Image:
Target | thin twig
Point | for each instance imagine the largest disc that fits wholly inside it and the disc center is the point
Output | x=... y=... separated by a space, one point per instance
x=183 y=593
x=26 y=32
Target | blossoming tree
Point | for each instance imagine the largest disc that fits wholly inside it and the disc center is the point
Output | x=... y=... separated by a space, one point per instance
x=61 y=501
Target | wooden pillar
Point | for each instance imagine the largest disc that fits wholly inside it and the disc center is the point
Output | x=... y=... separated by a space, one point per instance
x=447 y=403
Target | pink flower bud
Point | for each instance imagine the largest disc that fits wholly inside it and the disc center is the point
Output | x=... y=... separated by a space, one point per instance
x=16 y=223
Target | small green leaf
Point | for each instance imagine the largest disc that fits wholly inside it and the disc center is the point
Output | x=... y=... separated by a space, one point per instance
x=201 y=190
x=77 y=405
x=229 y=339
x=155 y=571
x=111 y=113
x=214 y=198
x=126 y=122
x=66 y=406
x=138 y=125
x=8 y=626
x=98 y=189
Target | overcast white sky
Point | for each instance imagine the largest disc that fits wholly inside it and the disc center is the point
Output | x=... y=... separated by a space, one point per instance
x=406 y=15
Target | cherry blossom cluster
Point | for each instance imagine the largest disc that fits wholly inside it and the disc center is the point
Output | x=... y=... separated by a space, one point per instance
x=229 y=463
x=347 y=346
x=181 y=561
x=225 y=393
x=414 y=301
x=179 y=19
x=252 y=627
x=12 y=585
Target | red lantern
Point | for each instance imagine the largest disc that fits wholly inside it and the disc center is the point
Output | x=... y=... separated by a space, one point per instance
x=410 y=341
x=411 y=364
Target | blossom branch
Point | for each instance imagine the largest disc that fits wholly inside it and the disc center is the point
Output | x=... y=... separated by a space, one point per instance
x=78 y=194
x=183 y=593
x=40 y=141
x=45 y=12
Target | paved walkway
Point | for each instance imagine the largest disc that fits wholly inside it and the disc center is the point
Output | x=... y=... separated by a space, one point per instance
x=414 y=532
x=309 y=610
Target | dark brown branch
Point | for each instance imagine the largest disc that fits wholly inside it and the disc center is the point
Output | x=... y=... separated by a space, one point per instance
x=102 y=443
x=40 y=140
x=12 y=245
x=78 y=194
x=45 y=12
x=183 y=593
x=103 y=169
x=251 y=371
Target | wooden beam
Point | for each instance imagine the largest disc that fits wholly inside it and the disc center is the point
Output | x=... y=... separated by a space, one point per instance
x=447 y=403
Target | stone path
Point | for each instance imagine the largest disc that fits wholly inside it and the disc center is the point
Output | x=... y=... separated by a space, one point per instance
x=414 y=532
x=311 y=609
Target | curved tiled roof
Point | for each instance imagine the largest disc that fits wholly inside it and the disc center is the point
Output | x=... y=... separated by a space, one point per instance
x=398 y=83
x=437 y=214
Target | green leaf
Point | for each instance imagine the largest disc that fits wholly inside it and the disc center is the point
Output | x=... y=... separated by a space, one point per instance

-.-.-

Each of the records above is to be copied exactly.

Image:
Target | thin twig
Point | for each instance imagine the largest disc that fits wholly inside it and the disc center is the point
Output | x=... y=... separated by a space, one point per instance
x=183 y=593
x=26 y=32
Target | blossoming tree
Point | for each instance imagine the largest disc that fits wholly inside it and the disc center is the point
Output | x=... y=... separated by a space, one point per instance
x=61 y=501
Target | wooden pillar
Point | for each instance imagine the largest disc that fits wholly inside it and the disc center is the point
Output | x=... y=... separated by a space, one point per instance
x=447 y=403
Target | pink flower bud
Point | for each instance imagine the largest disc that fits wholly inside it and the disc center is the point
Output | x=... y=... separated by a space, one point per instance
x=16 y=223
Target | small green leaf
Point | for each instance imagine the largest disc that fits wholly inside it and the disc center is the point
Output | x=... y=... separated by a space, one point per instance
x=201 y=190
x=77 y=405
x=229 y=339
x=155 y=571
x=111 y=113
x=214 y=198
x=126 y=122
x=66 y=406
x=138 y=125
x=8 y=626
x=98 y=189
Target | overcast white sky
Point | for each instance imagine the largest disc that fits wholly inside it and the disc center is the point
Output | x=... y=... separated by a space, one point per instance
x=406 y=15
Target | cherry blossom cluster
Point | for each instance imagine the largest disc that fits wholly inside it and the disc center is the point
Output | x=... y=... separated by a space, one point per instance
x=229 y=463
x=347 y=346
x=181 y=561
x=225 y=393
x=414 y=301
x=179 y=19
x=252 y=627
x=12 y=585
Target | red lantern
Point | for each instance imagine the largest disc that fits wholly inside it and the disc center is the point
Output | x=... y=... separated by a space, one point per instance
x=410 y=341
x=411 y=364
Target | blossom branch
Point | for each instance imagine the largest disc that fits wholly inside it and the disc center is the point
Output | x=... y=... separated by a space, one point per instance
x=78 y=194
x=183 y=593
x=40 y=141
x=45 y=12
Target | paved walkway
Point | for each instance imagine the largest disc that fits wholly inside it and the disc center is the point
Output | x=... y=... separated by a space, one point per instance
x=414 y=532
x=309 y=610
Target | dark brown branch
Point | for each instance imagine the largest disc that fits wholly inside it and the disc center is the point
Output | x=... y=... separated by a space, one point per instance
x=102 y=443
x=40 y=140
x=12 y=245
x=78 y=194
x=45 y=12
x=183 y=593
x=103 y=169
x=251 y=371
Target | wooden beam
Point | for each instance imagine the largest disc that fits wholly inside it and the disc center is the point
Output | x=... y=... separated by a space, one point per instance
x=447 y=403
Target | stone path
Point | for each instance imagine the largest disc that fits wholly inside it and the disc center is the point
Output | x=... y=... separated by a space, one point per instance
x=414 y=532
x=311 y=609
Target | curved tiled roof
Point | for each instance imagine the largest disc that fits wholly inside it and the disc center is the point
Output | x=... y=... separated by a space, one point per instance
x=398 y=83
x=437 y=214
Target | green leaf
Point | for each instance imagine the largest disc that fits wholly inside it and the disc center is the point
Output | x=... y=... separated by a space, one point per instance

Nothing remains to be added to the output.